__Activity__.
When you transcribe the entries below, keep the wording exact and omit the pictures.

——————————

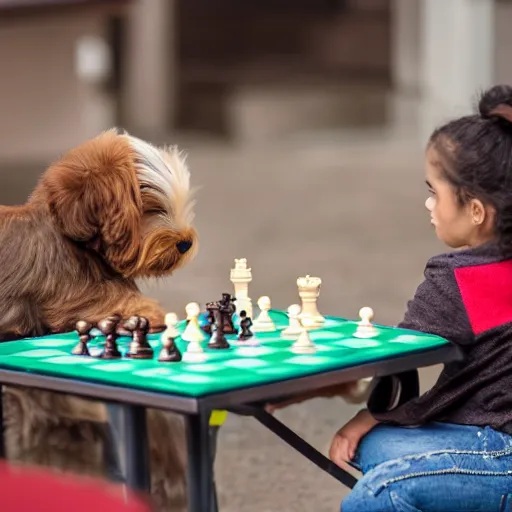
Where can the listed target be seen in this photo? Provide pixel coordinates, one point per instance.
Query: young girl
(450, 449)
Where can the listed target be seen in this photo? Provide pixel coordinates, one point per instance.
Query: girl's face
(456, 225)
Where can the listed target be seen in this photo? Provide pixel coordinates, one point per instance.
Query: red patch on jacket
(486, 292)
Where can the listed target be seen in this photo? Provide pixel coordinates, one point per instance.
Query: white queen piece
(241, 276)
(309, 291)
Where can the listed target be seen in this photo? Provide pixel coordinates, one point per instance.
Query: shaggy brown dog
(112, 210)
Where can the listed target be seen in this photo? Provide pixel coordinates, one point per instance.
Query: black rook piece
(227, 309)
(83, 328)
(245, 327)
(218, 339)
(108, 326)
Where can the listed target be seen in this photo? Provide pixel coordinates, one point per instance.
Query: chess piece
(304, 345)
(309, 291)
(169, 352)
(294, 326)
(194, 335)
(241, 276)
(245, 332)
(264, 323)
(218, 339)
(192, 331)
(171, 321)
(84, 331)
(139, 347)
(227, 309)
(108, 326)
(365, 328)
(210, 320)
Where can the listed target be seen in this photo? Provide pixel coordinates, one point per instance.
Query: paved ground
(349, 211)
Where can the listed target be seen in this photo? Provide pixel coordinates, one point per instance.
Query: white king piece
(241, 276)
(309, 290)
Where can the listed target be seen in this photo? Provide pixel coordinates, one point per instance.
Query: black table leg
(2, 438)
(129, 460)
(296, 442)
(214, 433)
(200, 466)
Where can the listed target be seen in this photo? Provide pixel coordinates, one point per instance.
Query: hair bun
(497, 102)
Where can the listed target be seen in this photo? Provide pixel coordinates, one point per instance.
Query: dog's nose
(183, 246)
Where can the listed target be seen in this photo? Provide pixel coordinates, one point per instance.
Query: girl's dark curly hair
(475, 156)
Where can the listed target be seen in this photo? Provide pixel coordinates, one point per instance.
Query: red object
(486, 292)
(28, 489)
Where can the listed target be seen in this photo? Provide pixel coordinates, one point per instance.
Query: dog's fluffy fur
(108, 212)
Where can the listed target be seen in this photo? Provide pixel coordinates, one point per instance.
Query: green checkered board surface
(223, 370)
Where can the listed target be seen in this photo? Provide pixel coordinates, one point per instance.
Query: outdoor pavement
(347, 209)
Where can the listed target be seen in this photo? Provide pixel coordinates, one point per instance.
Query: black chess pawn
(169, 352)
(227, 309)
(207, 327)
(139, 348)
(218, 339)
(108, 326)
(84, 331)
(245, 332)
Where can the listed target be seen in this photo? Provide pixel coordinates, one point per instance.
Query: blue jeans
(438, 467)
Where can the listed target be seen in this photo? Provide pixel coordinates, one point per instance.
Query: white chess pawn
(193, 330)
(171, 321)
(304, 345)
(194, 335)
(365, 328)
(264, 323)
(294, 326)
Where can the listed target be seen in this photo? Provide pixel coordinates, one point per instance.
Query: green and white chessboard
(223, 370)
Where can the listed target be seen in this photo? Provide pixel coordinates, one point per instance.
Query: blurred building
(250, 70)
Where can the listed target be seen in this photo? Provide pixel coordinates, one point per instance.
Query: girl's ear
(478, 212)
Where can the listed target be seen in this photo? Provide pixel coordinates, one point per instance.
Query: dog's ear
(94, 196)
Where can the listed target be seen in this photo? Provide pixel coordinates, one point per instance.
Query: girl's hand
(345, 442)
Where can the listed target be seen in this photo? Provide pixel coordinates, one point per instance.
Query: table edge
(223, 400)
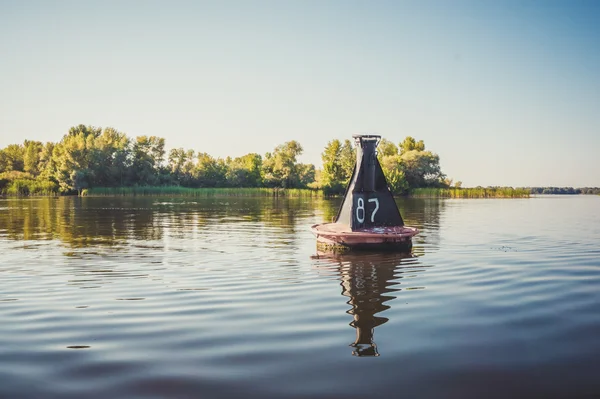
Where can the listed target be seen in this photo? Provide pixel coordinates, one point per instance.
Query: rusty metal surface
(342, 234)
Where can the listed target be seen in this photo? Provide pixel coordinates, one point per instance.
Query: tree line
(90, 156)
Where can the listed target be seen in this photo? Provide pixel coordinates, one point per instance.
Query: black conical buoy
(368, 216)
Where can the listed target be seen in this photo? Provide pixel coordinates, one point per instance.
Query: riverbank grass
(203, 192)
(476, 192)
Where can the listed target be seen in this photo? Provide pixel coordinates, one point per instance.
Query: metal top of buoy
(368, 202)
(366, 136)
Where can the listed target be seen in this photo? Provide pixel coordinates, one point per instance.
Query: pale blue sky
(506, 92)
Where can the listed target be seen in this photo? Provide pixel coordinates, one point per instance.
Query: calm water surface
(228, 297)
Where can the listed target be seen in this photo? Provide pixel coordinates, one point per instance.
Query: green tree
(422, 169)
(110, 158)
(280, 169)
(72, 157)
(210, 172)
(244, 171)
(147, 158)
(410, 144)
(12, 158)
(386, 148)
(31, 156)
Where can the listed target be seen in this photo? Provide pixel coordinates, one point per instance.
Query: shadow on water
(369, 280)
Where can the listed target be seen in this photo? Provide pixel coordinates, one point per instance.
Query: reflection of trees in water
(82, 222)
(368, 280)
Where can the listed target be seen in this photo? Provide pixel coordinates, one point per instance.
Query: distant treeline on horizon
(90, 157)
(564, 190)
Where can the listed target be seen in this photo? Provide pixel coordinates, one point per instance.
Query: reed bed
(477, 192)
(203, 192)
(27, 187)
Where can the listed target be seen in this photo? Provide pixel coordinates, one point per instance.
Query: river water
(228, 297)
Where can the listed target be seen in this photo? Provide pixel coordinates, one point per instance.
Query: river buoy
(368, 217)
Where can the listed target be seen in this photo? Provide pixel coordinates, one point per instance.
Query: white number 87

——————————

__Task output__.
Where can the listed target be seen in this photo? Provide pixel coordinates, one point per instance.
Query: young girl
(450, 449)
Where can the listed target be seen in this photo? Provide pixel coordinates, one point per instance.
Query: girl's face
(456, 225)
Where can the listed target be seen in this photo? Provide pixel coordinates, one point per instance.
Query: red patch on jacket
(486, 292)
Where can the listed target be seen in this photo? Provide pixel coordinates, one point per instance.
Query: white queen piece
(241, 276)
(309, 291)
Where can the listed target be seen in this photo? Provide pixel coordinates, one point per instance.
Query: shaggy brown dog
(112, 210)
Where can the listed target be seen in this photo? Provide pixel coordinates, one point per instance.
Query: black rook piece
(227, 309)
(83, 328)
(245, 327)
(218, 339)
(108, 326)
Where can the listed target be seen in this photo? Provide pixel coordinates, one point per instance.
Query: chess piece
(304, 345)
(309, 291)
(169, 352)
(294, 326)
(194, 335)
(241, 276)
(245, 332)
(264, 323)
(218, 339)
(192, 331)
(171, 321)
(84, 331)
(139, 347)
(227, 309)
(108, 326)
(365, 328)
(210, 320)
Where can the listed target be seen in this photo? Provide pixel coordinates, one point per instance.
Query: paved ground
(349, 211)
Where can the listed target be seen in this photo? Provide pixel coordinates, one point per instance.
Query: white king piece
(241, 276)
(309, 290)
Where can the listed target be seen in this photo? Provide pixel coordinates, one point per instance.
Query: black table leg
(2, 438)
(129, 460)
(296, 442)
(214, 433)
(200, 466)
Where can the listed target be seen in this photo? Provide pixel coordinates, one point per instance.
Query: hair bun
(497, 102)
Where can the listed target be seen in this photo? Provide pixel coordinates, one point per instance.
Query: dog's nose
(183, 246)
Where can the listed target be seen in this photo? Provide pixel coordinates, one point per instance.
Query: girl's dark curly hair
(475, 156)
Where can the listed target be seen in this photo? Provide pixel coordinates, one point per instance.
Query: red object
(486, 292)
(28, 489)
Where can the listed target be seen in this photo? Provide pixel coordinates, one point per instance.
Query: dog's fluffy fur
(108, 212)
Where can the listed target be seen in this photo? Provide pixel coordinates, one point per instance.
Query: green checkered board surface
(223, 370)
Where can the listed target be seen in this photo? Provide pixel coordinates, one point per instance.
Query: outdoor pavement
(347, 209)
Where can the listed target be seen in this photo? Provide pixel coordinates, one point per instance.
Query: black chess pawn
(169, 352)
(227, 309)
(207, 327)
(139, 348)
(218, 339)
(108, 326)
(84, 331)
(245, 332)
Where can the listed target be seen in this photo? Provide pixel coordinates, one point per instance.
Query: blue jeans
(438, 467)
Where can the listed target be seen in this photo? Provide pixel coordinates, one point per instance.
Query: white chess pawn
(193, 330)
(171, 321)
(304, 345)
(194, 335)
(365, 328)
(264, 323)
(294, 326)
Where can the listed target be seen in this photo? Provide pixel coordinates, one point per instance.
Query: green and white chessboard
(223, 370)
Where can the listed target be seen in this photo? Provide pixel coordinates, one point per instance.
Query: blurred building
(250, 70)
Where can the listed target be seen in this photo? Provide pixel coordinates, one point per instance.
Query: girl's ear
(478, 212)
Where can the listed target be seen in this photo? Provide pixel coordinates, one point per instance.
Query: dog's ear
(94, 196)
Where can the listed target be seen in this photo? Provide pixel coordinates, one point per instance.
Query: girl's hand
(345, 442)
Where can the listed target be seen in this photo? Provide pixel coordinates, one point per instance.
Query: table edge
(223, 400)
Where can the listed target be seen in this photo? Provide pixel coordinates, one point per instance.
Query: rusty metal surface
(342, 234)
Where can the listed target be seen in this photo? Provide pixel coordinates, one point per instance.
Query: tree line
(90, 156)
Where can the listed target be seen in this photo? Provide pixel coordinates, one point per instance.
Query: black conical buoy
(368, 216)
Where can the listed target be seen in this photo? Provide pixel coordinates, one point per instance.
Query: riverbank grass
(203, 192)
(476, 192)
Where can the listed target be seen in this photo? Provide pixel coordinates, one point per instance.
Query: metal top of buoy
(368, 202)
(366, 136)
Where can the listed target be seen in this photo? Provide pixel coordinates, one point per instance.
Query: pale blue sky
(506, 92)
Where can the listed target be seen in this photo? Provide pixel coordinates, one point per instance.
Query: calm water surface
(228, 297)
Where can the listed target be seen in this photo? Provide pixel coordinates, one point per instance.
Query: green tree
(422, 169)
(110, 158)
(280, 169)
(72, 157)
(210, 172)
(244, 171)
(147, 158)
(410, 144)
(12, 158)
(386, 148)
(31, 156)
Where can the listed target be seen in this photo? Provide pixel coordinates, one point per instance.
Query: shadow on water
(369, 280)
Where can the listed target be seen in this photo? Provide pixel coordinates, one point per instance.
Query: reflection of trees in water
(82, 222)
(368, 280)
Where can the listed target be seen in this photo? Provide pixel coordinates, one point per instance.
Query: distant treeline on horizon
(90, 157)
(564, 190)
Where can the listed target be seen in this photo? Provide pixel coordinates, one point per instance.
Query: reed bed
(477, 192)
(203, 192)
(27, 187)
Where can the listed target be seen in this photo? Provide pixel coordinates, one point per instance.
Query: river water
(228, 297)
Where can the listed target be seen in this photo? Provide pixel coordinates, one point per instance.
Query: river buoy
(368, 217)
Where can the listed target be seen in this photo? Provide pixel coordinates, one point per instance.
Query: white number 87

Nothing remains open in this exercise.